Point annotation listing
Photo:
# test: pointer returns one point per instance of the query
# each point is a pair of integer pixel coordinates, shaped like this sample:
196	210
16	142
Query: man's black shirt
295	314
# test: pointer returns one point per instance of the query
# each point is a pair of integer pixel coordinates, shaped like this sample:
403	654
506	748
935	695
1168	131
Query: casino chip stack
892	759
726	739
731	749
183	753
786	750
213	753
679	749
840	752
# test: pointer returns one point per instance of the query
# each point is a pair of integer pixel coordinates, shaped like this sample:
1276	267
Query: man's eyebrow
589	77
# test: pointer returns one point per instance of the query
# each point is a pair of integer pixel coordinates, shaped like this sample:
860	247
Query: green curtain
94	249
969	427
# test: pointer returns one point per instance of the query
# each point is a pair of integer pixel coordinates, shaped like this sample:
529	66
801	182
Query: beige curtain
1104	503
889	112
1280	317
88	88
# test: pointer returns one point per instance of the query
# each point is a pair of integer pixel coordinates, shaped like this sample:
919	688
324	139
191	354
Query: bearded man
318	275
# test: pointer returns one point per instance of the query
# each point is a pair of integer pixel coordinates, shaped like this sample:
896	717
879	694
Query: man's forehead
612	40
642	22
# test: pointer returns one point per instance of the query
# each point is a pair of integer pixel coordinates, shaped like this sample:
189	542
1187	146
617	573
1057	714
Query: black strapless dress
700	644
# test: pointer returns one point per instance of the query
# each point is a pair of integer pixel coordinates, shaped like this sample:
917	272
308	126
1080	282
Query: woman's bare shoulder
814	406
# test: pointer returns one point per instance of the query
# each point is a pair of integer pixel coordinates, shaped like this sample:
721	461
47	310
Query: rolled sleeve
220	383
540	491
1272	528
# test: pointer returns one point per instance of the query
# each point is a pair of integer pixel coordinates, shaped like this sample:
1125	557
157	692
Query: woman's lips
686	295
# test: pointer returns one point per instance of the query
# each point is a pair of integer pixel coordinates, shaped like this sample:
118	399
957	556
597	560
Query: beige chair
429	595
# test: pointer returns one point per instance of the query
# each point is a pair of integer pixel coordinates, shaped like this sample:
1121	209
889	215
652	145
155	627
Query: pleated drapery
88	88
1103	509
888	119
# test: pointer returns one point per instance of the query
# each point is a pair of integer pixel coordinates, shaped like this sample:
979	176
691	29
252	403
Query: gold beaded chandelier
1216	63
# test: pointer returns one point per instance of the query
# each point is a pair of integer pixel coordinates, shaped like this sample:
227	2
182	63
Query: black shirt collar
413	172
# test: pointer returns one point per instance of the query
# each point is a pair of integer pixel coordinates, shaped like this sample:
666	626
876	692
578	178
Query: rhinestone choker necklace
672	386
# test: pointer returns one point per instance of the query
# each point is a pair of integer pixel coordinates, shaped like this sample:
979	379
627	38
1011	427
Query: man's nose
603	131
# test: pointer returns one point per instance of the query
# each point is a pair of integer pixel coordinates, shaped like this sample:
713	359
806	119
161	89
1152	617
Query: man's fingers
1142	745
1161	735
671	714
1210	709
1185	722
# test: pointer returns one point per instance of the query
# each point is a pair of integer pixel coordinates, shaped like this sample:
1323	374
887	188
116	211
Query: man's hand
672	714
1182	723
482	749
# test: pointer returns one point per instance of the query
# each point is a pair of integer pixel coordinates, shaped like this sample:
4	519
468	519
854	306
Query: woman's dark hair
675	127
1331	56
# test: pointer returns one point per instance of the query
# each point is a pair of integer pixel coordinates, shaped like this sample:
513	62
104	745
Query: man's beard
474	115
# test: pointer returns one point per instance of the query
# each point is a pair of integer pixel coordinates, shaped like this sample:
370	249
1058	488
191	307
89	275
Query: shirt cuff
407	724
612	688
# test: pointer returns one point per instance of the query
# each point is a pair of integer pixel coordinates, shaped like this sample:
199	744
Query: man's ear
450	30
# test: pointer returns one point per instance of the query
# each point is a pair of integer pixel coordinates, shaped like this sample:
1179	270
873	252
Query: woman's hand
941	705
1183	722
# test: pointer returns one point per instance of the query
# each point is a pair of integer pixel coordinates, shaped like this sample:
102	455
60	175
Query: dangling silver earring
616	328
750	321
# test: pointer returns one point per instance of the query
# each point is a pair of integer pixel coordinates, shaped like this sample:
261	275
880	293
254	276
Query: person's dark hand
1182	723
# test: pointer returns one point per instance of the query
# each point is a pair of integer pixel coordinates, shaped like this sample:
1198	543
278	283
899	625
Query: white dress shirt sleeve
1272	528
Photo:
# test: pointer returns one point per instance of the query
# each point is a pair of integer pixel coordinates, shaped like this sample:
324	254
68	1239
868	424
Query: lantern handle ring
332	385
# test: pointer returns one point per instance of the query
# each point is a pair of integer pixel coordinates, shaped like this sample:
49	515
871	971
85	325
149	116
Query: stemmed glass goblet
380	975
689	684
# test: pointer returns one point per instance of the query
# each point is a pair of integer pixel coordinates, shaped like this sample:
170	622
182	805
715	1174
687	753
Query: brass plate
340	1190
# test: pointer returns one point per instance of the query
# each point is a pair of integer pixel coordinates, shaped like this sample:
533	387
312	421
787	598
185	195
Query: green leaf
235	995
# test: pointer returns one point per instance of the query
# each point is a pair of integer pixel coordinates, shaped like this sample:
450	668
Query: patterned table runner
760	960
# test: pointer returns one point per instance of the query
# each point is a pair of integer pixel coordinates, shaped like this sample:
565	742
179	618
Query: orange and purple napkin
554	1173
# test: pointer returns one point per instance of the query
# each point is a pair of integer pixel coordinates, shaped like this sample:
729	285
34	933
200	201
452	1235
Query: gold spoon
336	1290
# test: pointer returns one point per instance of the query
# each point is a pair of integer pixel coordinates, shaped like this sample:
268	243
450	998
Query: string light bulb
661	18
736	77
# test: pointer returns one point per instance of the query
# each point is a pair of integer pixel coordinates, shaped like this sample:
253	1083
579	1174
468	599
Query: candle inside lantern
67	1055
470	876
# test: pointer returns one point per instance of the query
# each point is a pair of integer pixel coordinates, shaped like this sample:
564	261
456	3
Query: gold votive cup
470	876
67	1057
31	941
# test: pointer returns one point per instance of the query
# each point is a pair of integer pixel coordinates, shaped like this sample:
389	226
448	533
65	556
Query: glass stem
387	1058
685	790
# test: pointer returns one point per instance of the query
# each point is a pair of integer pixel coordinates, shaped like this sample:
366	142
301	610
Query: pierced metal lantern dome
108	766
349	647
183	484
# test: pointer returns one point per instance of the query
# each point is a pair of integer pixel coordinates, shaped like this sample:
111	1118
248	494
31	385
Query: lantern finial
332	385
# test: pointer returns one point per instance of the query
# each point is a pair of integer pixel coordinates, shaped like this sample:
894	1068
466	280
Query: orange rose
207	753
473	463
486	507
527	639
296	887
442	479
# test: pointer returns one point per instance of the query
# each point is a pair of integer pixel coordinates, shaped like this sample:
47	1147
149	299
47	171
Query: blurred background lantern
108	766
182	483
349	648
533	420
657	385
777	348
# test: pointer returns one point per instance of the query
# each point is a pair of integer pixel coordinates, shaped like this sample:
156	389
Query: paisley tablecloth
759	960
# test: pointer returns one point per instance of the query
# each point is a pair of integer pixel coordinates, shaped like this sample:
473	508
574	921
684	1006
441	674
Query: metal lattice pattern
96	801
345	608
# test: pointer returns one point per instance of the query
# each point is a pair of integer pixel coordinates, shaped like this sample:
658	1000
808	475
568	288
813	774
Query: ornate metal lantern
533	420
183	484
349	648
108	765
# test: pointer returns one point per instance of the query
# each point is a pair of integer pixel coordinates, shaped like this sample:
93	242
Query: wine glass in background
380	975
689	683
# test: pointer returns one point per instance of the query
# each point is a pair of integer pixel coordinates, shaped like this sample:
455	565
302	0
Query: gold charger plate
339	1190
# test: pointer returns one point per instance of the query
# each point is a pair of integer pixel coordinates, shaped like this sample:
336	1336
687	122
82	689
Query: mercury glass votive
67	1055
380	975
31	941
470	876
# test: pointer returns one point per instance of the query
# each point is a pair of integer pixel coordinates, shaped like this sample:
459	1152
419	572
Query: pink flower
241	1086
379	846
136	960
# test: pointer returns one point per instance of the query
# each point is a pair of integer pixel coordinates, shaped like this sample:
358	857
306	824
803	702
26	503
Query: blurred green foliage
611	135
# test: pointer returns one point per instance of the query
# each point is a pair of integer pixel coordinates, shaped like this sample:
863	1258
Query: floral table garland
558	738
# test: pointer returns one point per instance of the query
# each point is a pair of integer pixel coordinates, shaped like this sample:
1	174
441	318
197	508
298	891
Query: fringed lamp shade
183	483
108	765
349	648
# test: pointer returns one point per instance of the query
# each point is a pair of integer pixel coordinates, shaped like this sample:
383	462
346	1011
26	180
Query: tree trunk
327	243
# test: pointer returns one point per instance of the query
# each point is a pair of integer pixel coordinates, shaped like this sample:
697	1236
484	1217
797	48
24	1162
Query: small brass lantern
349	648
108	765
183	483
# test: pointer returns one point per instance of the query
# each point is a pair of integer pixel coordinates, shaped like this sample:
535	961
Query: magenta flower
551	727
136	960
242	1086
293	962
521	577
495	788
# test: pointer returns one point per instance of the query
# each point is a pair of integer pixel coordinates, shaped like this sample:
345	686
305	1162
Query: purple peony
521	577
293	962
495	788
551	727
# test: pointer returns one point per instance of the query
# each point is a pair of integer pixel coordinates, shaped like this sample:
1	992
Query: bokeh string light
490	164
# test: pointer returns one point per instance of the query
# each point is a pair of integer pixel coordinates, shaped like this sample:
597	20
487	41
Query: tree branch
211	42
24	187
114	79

### Exercise directions
Can you pull out every line of the listing that contains the string "metal"? Case matters.

### Response to the exercise
Query: pierced metal lantern dome
Query: metal lattice pattern
Query: ornate metal lantern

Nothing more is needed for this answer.